====== Page excerpt ======

The quest Following the Thread, even though it is about a friendship, contains multiples INCREDIBLY popular romance tropes.
Two people from opposing sides of a conflict falling in love. Think sharks and jets. Think Capulets and Montagues. No, I’m not kidding. Yes, there are inherent tension and unjust external forces pulling them apart, creating space for a love so strong, they both go against their respective communities to be together. Half of the Lambert/Aiden fics are “Aiden goes to Kaer Morhen and challenges the other wolf witchers ideas about cats (also triggering their trauma and bringing up their bad memories of being betrayed by cats)”.
Tragic death/fixing a tragic death. This is a HUGELY popular romance trope. The other half of Lambert x Aiden fics are about Lambert either grieving Aiden’s death, or overcoming it somehow. (Ghost Aiden, curse lifted Aiden, crawls back from hell Aiden)
Avenging a lost love. This is very very romantic. Aiden is already dead in TW3. He can’t be touched or impressed by the fact that Lambert is avenging him. Lambert just loves him so much he NEEDS to in order to go on with his life. A quest to avenge a lost love is a super popular trope.
And three, it just fits perfectly for Lambert to have a fellow witcher as a love interest, who understands instinctively what he’s gone through, so it doesn’t require him to be super expressive of his pain, but NOT a wolf witcher, who may be connected to his own trauma.
Though it doesn’t always have to be about Lambert’s issues. The one I’ve written kind of centers around Aiden’s trauma with breaking away from his community and calls a bit more for Lambert to nurture him. And of course I’m not the only one who has approached it that way.
I did do a rec thread once for medium-rare witcher pairs and I have some Lambert x Aiden recs on there.
But let me tell you some of the absolute best writers in the fandom write them. So, just go in the tag and mosey around.
Will Aiden appear in The Witcher Netflix series?
It is highly unlikely, though technically not impossible.

======

Can you extend the post on the Lambert and Aiden pairing, picking up right after its final sentence?

====== Records ======

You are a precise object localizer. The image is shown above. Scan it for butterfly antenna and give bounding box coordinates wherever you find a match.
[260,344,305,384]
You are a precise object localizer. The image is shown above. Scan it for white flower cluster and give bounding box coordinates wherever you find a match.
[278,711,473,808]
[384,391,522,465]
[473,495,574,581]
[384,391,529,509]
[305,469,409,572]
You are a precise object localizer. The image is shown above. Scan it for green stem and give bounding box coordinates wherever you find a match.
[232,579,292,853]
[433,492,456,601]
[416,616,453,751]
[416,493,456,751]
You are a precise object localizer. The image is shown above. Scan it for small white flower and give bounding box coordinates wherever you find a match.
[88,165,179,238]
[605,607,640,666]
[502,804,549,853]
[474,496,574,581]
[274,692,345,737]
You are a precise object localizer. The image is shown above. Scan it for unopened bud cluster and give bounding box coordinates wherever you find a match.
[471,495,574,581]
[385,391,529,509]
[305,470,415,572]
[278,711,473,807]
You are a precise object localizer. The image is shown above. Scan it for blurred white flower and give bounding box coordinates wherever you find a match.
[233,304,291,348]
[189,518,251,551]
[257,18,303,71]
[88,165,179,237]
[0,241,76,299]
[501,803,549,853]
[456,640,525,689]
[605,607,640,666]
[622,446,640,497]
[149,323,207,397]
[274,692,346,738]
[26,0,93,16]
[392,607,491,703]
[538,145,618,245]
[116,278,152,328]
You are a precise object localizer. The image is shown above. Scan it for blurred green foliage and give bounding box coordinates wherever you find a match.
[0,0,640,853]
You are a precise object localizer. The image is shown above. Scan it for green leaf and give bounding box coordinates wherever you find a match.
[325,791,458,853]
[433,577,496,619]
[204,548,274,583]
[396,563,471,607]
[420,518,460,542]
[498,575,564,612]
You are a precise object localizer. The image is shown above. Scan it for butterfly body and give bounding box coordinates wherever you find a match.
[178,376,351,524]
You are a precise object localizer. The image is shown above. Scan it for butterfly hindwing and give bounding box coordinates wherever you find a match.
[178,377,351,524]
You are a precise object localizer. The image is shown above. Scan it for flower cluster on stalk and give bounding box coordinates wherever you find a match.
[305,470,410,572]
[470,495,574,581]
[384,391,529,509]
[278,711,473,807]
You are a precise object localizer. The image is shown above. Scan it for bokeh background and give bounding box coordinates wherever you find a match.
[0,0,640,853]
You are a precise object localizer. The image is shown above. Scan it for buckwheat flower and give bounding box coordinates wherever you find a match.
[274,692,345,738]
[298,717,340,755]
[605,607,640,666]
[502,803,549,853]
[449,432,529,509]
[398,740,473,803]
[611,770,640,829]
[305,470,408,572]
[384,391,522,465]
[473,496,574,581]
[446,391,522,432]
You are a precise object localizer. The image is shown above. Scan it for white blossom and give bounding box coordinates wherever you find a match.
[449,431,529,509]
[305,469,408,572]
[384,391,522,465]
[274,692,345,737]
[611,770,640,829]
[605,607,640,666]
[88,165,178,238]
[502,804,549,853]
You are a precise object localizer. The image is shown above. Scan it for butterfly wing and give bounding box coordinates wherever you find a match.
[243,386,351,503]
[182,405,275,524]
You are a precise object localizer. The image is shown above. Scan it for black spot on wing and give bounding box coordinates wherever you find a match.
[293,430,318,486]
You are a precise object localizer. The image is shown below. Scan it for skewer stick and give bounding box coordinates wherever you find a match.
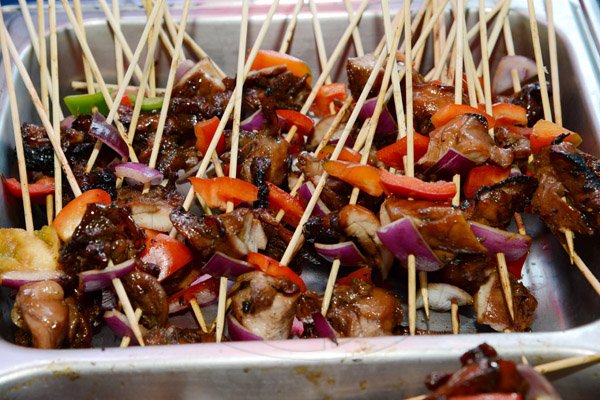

======

Response ::
So, whenever you adapt an existing property, you have to pay the original creator of that property. Like with Star Wars, the movies came first. SW was created by the filmmaker Lucas. So if you want to do anything Star Wars, you run him his money.
The witcher universe was created by the witcher book author. They began as short stories. So, the author owns the IP. He sells permission (usually limited by time, region, language etc) for the witcher universe to be adapted into other formats. He sold CDPR the rights to adapt it into a video game. He sold Netflix exclusive rights to make it into a show.
So Netflix has already paid the author.
So, say they want to use something that CDPR created new for the games.
They have to pay them too.
But, wait, you say. The show already includes game elements!
Yes, but they are VERY VAGUE elements so that they do not get a letter from CDPR’s attorneys with an invoice. CDPR does not own jokes about trolls. They do not own witchers sitting in bathtubs. They do not own handlebar mustaches on witcher mentors. (I used these examples in another post, but I can’t think of new ones lol)
So, they could have a character named Aiden. CDPR doesn’t own the name Aiden. But the more things they added to that character (cat witcher, Lambert friend) the more likely they are to get that letter from CDPR.
I can think of zero reasons they would do that for a character they don’t need. Kaer Morhen only appears in one book. If the show follows the book saga plot, it will never return there. So Lambert (unless they drastically change the books) will not appear anymore except via flashbacks or memories. Nothing bad has happened to him, the plot just leaves Kaer Morhen behind.
So they don’t need to pay to use a CDPR character that will have zero bearing on the plot.
Now, if they just pull a whole different plot out of their asses and want to have Lambert there and then want to give Lambert a friend, then hey. Maybe. I just don’t see why they would.
Ok, I think that’s all I have to say about Aiden!! If you’ve read to the end, hey, *Points at you* you’re a nerd too.
Feel free to flail with me about Lambert or Aiden. Or anything else! Add to it! Share why you love him and tell people I got it all wrong 😆 whatever.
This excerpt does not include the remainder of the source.